• Task details
Starting at the line that contains "tank shown in the photo above." and running through the end of the records, convert each line into a string in a JSON list, one string per line, leaving out blank lines.

• Supplied records

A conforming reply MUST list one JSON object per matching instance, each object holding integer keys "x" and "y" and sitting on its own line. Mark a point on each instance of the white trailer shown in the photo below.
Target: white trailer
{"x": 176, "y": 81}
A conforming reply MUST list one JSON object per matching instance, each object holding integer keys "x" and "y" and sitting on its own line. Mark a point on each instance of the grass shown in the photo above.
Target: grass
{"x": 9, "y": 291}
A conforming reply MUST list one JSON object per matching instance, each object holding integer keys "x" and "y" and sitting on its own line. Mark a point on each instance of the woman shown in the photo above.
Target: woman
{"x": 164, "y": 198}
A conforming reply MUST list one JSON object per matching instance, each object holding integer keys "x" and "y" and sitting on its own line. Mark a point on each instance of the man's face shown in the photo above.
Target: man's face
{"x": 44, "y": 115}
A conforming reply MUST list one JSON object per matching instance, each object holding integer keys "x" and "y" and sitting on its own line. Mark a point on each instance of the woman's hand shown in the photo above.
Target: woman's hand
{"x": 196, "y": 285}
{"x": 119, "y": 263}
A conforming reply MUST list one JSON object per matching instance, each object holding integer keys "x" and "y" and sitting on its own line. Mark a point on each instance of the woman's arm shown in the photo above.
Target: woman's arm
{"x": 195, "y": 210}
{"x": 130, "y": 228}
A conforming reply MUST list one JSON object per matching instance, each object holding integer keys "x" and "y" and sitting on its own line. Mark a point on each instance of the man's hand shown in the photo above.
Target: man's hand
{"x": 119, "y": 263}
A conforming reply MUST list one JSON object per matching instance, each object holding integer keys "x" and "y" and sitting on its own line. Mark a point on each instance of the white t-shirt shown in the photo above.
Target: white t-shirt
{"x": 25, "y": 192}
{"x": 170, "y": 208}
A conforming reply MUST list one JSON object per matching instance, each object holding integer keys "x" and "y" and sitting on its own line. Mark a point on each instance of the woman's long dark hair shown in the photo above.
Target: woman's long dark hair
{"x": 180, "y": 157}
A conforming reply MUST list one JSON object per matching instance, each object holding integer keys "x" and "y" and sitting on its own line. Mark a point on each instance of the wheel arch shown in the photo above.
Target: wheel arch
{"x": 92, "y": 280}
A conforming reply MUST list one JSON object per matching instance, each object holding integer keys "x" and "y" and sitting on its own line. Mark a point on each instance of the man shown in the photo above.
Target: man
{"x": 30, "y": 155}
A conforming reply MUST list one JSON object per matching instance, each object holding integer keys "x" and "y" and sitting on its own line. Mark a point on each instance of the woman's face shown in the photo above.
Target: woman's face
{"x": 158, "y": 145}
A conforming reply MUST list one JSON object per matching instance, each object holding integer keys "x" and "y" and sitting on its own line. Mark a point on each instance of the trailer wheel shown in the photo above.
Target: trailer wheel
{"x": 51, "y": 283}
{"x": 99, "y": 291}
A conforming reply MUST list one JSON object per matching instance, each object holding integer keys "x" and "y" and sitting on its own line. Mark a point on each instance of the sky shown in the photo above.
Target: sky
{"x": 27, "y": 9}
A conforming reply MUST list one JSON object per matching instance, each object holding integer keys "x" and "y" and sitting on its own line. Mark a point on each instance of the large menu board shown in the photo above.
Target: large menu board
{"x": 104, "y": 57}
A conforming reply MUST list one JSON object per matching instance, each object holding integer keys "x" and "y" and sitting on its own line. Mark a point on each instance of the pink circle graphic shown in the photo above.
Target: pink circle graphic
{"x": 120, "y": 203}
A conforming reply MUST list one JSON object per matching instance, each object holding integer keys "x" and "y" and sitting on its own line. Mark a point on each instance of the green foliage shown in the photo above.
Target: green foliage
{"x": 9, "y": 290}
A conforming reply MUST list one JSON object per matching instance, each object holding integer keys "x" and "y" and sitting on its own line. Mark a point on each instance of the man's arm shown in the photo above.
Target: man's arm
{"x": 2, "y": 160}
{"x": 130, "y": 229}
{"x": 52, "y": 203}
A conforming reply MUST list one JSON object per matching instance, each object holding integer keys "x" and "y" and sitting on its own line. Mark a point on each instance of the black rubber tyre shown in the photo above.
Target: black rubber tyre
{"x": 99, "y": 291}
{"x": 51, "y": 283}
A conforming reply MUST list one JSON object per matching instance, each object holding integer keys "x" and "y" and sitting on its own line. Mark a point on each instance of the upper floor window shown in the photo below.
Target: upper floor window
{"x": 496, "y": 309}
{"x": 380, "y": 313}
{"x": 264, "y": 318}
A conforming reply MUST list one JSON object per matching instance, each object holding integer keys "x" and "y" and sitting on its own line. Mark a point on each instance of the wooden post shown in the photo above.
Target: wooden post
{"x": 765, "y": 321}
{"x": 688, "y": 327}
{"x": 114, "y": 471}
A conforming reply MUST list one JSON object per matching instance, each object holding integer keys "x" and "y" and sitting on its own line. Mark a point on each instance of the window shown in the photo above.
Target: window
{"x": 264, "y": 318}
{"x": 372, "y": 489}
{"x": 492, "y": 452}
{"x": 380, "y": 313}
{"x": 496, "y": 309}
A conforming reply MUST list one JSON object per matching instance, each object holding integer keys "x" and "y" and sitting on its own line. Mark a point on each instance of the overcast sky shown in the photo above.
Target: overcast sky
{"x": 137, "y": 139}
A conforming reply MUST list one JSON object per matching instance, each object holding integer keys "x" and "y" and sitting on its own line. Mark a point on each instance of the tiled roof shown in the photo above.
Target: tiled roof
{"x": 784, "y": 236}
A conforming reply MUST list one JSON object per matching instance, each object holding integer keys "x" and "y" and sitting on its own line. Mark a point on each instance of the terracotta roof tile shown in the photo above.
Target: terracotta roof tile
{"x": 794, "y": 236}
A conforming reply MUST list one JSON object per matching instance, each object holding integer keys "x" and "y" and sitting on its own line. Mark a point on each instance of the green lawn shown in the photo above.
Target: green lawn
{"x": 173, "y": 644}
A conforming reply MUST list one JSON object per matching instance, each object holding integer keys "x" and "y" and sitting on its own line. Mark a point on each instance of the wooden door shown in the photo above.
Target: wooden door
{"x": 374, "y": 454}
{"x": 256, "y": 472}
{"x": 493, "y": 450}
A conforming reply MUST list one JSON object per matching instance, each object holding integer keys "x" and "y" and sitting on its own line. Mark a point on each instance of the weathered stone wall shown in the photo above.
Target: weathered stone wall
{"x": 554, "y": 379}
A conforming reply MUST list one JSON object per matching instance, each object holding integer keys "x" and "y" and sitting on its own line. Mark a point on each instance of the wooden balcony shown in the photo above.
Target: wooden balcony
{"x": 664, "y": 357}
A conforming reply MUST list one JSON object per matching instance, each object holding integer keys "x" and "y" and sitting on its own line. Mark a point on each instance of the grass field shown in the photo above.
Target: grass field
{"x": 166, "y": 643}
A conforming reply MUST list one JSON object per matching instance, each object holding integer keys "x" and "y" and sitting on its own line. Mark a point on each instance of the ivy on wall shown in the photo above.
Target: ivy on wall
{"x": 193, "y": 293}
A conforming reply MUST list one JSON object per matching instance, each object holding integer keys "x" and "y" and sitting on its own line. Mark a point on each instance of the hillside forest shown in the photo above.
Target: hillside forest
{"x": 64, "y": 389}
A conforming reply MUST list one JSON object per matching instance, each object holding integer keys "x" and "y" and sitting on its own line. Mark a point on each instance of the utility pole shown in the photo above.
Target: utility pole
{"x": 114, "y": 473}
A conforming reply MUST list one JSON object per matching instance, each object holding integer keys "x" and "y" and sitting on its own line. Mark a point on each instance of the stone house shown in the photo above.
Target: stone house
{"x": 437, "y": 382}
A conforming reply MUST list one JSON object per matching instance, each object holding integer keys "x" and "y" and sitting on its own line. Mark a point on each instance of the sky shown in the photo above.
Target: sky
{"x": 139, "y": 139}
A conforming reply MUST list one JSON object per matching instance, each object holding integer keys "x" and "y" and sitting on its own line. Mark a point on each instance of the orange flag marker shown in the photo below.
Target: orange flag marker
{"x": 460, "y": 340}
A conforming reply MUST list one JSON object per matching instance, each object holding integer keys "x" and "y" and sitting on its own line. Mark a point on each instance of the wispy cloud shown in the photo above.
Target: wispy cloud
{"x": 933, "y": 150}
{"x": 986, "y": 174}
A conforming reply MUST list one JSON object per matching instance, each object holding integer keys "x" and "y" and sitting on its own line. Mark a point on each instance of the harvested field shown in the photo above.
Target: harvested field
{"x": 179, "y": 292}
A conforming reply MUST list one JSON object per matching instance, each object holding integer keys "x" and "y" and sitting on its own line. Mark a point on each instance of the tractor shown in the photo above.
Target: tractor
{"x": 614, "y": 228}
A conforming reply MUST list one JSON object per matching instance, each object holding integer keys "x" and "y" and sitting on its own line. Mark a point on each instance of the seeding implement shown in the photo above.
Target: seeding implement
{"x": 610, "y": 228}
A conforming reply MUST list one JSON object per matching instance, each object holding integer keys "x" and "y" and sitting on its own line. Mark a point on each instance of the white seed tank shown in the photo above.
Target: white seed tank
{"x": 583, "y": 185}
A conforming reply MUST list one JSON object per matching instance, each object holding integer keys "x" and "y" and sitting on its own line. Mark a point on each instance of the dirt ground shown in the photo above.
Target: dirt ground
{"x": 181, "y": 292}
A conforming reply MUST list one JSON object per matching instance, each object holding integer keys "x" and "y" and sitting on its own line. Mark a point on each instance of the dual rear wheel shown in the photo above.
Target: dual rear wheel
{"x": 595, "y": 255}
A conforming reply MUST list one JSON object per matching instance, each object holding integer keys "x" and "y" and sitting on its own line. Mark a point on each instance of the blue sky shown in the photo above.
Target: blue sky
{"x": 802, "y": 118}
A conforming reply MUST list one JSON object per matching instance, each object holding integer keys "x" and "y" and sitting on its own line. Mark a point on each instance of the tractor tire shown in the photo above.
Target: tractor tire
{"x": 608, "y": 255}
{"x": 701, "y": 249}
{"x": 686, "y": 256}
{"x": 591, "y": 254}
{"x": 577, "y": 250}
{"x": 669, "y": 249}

• Full output
[
  "A conforming reply MUST list one JSON object per matching instance, each object holding integer keys \"x\" and \"y\" and sitting on its own line. Mark a point on each instance of the white seed tank shown in the photo above.",
  "Target: white seed tank",
  "{\"x\": 583, \"y\": 185}",
  "A conforming reply MUST list one JSON object per matching instance, each object holding integer keys \"x\" and \"y\" and sitting on its own line. Mark a point on each instance of the dirt ground shown in the photo above.",
  "Target: dirt ground",
  "{\"x\": 181, \"y\": 292}",
  "A conforming reply MUST list one JSON object per matching instance, each object holding integer keys \"x\" and \"y\" and sitting on its own line. Mark a point on each instance of the dual rear wheel shown in the photo above.",
  "Target: dual rear wheel",
  "{\"x\": 595, \"y\": 255}",
  "A conforming reply MUST list one JSON object per matching instance, each object holding integer keys \"x\" and \"y\" and sitting on its own line. Mark a point on each instance of the blue sky shown in the photo above.",
  "Target: blue sky",
  "{\"x\": 802, \"y\": 118}",
  "A conforming reply MUST list one JSON object per matching instance, each object holding integer keys \"x\" and \"y\" and sitting on its own line. Mark a point on each instance of the tractor tire shown in the photo above.",
  "Target: tractor tire",
  "{\"x\": 608, \"y\": 255}",
  "{\"x\": 701, \"y\": 249}",
  "{\"x\": 686, \"y\": 256}",
  "{\"x\": 591, \"y\": 254}",
  "{\"x\": 577, \"y\": 250}",
  "{\"x\": 669, \"y\": 249}"
]